A l'heure dite, une vingtaine de salariés de Sodexo et de représentants syndicaux étrangers sont là. Marocains, colombiens, américains..., tous affirment que Sodexo ne respecte pas toujours les droits de ses salariés à l'étranger, et profite du droit du travail local, moins contraignant qu'en France. Le représentant des salariés marocains, M. Mohammed Ennahili, membre de l'Organisation démocratique du Travail, déclare que dans son pays «
beaucoup d'employés n'ont pas de cartes professionnelles où le salaire doit être indiqué. D'autres ne touchent pas le Smic.» Marcia Snell, 57 ans, chef d'équipe dans la cantine de l'université de l'Ohio, raconte à Médiapart que les employés n'ont «ni congés maladie, ni vacances, ni couverture médicale». Après une opération à cœur ouvert, Marcia a repris le travail au bout d'un mois. «Mais c'était trop dur. Je n'en pouvais plus, alors j'ai pris trois jours de congés: l'entreprise m'a envoyé une lettre d'avertissement.» Marcia reproche également à Sodexo de ne pas offrir de promotion à ses employés: «Le manuel des règles de Sodexo promet une augmentation chaque année. J'ai travaillé six ans sans revalorisation salariale.» Manuel Martinez, employé colombien : «Le 17 avril 2010, je me suis affilié à un syndicat car Sodexo ne me payait pas mes heures supplémentaires. Le lendemain j'ai reçu une lettre de renvoi.» L'entreprise prétend ne pas avoir été mise au courant de l'affiliation du jeune homme au syndicat local. Mais ne dit rien sur les heures non payées.

Sodexo ne nie pas les problèmes. Ainsi, au Brésil, de l'aveu même du groupe lors d'une conférence de presse le 10 novembre, l'âge légal minimum pour intégrer l'entreprise n'est pas toujours respecté. Le groupe assure mettre tout en place pour que ce genre de dérives ne se reproduise plus, sans donner plus de précisons. Et préfère dévier le tir sur SEIU.

«
Aux Etats-Unis, nous sommes face à une lutte d'influence syndicale, pas d'un conflit social», explique le 25 octobre dans Les Echos le patron de Sodexo, Michel Landel. D'après Sodexo, «l'objectif de SEIU est de devenir le plus rapidement possible le principal syndicat du secteur de la restauration aux Etats-Unis».

Effectivement, deuxième syndicat de Sodexo aux Etats-Unis, SEIU est en pleine offensive syndicale contre son éternel rival majoritaire, Unite Here, plutôt conciliant avec la direction. C'est qu'aux Etats-Unis, le syndicat qui arrive en tête des élections professionnelles rafle les postes et crédits qui vont avec, laissant à ses adversaires la portion congrue. Voilà pour l'arrière-plan syndical...

Enregistrements sources:
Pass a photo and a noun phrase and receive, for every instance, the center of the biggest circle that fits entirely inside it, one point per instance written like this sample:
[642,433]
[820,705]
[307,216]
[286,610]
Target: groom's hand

▶ **Consignes**:
a: D'après l'extrait sur Sodexo, qu'est-il arrivé à Manuel Martinez le lendemain de son affiliation à un syndicat ?
b: Poursuivez l'extrait sur Sodexo à partir de sa dernière phrase, s'il vous plaît.

▶ **Exercices corrigés**:
a: Il a reçu une lettre de renvoi.

b:
Là où l'affaire se corse pour SEIU, c'est que sa crédibilité s'effrite de jour en jour à coups de scandales retentissants. Très proche du parti démocrate
, SEIU aurait ainsi permis à certains démocrates de remporter des élections de manière frauduleuse. Le sénateur du Nevada, Harry Reid, est ainsi soupçonné d'avoir remporté, le 2 novembre dernier, son siège grâce à des membres de SEIU en charge des machines à voter. Lors des élections de mi-mandat, plusieurs électeurs du Nevada se sont plaints des machines qui sélectionnaient automatiquement le nom de M. Reid. Curieusement, les techniciens qui avaient programmé et préparé ces machines sont connus pour être des membres de SEIU, et de fervents supporters du parti démocrate et de son représentant local, Harry Reid.

Michael C. Behrent, historien américain et enseignant à Appalachian State University en Caroline du Nord, décrit à Mediapart la mauvaise image du syndicat en Amérique du Nord. «
Les tactiques poursuivies par SEIU et son ancien patron, Andy Stern, sont controversées. Ce dernier a fait de l'augmentation des registres de cotisants son but privilégié, reléguant les revendications des salariés.» Ainsi, Andy Stern et SEIU ont toujours critiqué le secteur des fonds de pension. Mais aujourd'hui, l'ancien chef de SEIU travaille pour l'actionnaire d'une entreprise pharmaceutique, et s'est vu offrir 25.000 stock-options pour ses loyaux services.

En janvier 2009, le syndicat a même été reconnu coupable par un juge fédéral de tentative de
s'accaparer les fonds d'un syndicat rival, le United Healthcare Workers. Outrés par ces pratiques, certains adhérents ont entamé une procédure collective afin de se désaffilier de SEIU. La direction de Sodexo a donc beau jeu de critiquer ce syndicat. Ce qui ne l'exonère pas pour autant de ses propres responsabilités. Et là, la direction est beaucoup plus discrète.